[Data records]
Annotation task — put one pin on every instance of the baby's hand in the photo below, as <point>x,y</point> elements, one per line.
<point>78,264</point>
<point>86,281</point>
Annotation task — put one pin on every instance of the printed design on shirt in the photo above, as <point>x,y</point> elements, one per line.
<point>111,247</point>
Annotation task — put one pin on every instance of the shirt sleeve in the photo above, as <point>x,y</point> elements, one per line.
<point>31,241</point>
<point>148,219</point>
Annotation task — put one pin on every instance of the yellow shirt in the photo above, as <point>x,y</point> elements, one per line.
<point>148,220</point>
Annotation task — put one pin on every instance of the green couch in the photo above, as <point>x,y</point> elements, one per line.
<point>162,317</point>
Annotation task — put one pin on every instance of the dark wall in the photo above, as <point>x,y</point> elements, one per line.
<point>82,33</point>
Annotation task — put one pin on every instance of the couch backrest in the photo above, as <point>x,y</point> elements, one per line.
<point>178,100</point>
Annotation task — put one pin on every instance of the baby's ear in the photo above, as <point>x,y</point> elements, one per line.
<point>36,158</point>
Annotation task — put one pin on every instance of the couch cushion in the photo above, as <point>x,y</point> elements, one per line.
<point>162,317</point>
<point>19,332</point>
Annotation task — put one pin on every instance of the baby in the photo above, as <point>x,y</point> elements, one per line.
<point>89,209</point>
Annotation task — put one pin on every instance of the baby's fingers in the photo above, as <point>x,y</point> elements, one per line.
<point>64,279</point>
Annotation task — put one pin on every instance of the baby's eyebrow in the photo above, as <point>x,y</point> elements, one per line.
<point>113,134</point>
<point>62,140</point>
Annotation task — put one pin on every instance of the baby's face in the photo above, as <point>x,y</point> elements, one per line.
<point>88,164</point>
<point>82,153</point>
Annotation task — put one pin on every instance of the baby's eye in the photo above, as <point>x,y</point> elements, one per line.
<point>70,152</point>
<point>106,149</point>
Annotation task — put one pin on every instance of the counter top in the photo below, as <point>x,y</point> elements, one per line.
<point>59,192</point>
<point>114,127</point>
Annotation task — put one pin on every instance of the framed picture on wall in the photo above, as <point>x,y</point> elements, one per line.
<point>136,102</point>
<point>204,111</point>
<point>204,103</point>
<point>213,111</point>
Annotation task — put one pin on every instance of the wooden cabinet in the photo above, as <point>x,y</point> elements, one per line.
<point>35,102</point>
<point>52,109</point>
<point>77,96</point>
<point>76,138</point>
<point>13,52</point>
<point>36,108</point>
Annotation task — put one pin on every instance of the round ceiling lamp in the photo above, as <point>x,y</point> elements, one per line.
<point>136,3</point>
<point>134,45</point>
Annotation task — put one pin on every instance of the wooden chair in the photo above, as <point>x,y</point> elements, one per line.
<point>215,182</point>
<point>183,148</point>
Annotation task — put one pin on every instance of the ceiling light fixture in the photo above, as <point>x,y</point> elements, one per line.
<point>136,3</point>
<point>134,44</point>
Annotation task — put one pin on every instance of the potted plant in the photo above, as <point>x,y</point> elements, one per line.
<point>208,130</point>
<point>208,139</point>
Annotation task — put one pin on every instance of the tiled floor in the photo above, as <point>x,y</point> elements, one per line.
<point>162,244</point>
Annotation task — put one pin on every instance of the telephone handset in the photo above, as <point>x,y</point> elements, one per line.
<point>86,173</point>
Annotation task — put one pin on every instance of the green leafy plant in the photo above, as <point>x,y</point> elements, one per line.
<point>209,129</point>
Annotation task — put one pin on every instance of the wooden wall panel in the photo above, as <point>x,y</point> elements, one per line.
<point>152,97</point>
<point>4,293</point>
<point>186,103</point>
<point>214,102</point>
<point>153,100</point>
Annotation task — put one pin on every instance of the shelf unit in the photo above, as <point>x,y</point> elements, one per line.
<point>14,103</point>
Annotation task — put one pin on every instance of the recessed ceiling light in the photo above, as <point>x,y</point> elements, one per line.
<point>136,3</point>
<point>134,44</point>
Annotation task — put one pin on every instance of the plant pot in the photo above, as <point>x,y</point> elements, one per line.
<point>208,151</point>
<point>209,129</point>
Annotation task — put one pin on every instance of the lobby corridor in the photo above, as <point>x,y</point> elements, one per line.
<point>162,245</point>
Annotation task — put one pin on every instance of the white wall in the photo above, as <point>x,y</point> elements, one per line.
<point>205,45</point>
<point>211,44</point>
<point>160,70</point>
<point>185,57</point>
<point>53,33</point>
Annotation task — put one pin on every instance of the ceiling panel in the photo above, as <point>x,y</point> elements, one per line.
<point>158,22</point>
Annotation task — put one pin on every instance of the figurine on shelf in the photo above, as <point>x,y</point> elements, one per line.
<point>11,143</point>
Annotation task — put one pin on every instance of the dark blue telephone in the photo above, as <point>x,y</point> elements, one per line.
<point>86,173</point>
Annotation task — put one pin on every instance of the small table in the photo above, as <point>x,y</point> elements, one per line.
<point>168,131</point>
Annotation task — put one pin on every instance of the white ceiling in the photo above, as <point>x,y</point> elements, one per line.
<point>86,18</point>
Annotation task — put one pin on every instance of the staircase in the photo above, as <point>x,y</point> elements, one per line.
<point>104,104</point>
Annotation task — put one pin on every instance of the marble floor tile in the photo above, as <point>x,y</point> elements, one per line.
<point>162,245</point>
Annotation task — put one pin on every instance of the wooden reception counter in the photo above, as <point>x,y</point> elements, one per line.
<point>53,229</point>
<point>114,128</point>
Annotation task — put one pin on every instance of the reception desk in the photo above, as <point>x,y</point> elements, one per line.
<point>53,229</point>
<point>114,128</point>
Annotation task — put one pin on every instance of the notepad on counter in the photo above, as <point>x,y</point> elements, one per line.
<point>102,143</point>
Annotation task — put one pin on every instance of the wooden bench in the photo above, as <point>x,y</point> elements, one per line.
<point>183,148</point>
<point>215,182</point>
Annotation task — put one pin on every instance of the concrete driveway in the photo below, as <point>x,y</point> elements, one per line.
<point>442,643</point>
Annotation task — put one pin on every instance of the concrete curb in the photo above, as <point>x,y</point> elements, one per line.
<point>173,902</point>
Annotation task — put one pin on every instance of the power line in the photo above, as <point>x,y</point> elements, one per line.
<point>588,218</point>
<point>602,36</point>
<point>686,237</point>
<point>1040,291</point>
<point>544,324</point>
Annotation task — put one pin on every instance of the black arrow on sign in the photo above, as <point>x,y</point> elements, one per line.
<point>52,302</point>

» Requirements
Repeat word for word every line from the one that holds "the concrete curb" to the end. Both ends count.

» Finished exercise
Annotation task — put one pin on every instance of the concrete curb in the photo above, as <point>x,y</point> elements, one per line.
<point>173,902</point>
Annotation task — put one pin on every instance of the power line in the photo above, as <point>x,y</point> elements, one per line.
<point>588,218</point>
<point>602,36</point>
<point>686,237</point>
<point>1040,291</point>
<point>544,324</point>
Annotation task — put one pin on every instance of the black arrow on sign in the photo above, as <point>x,y</point> elements, one per line.
<point>52,302</point>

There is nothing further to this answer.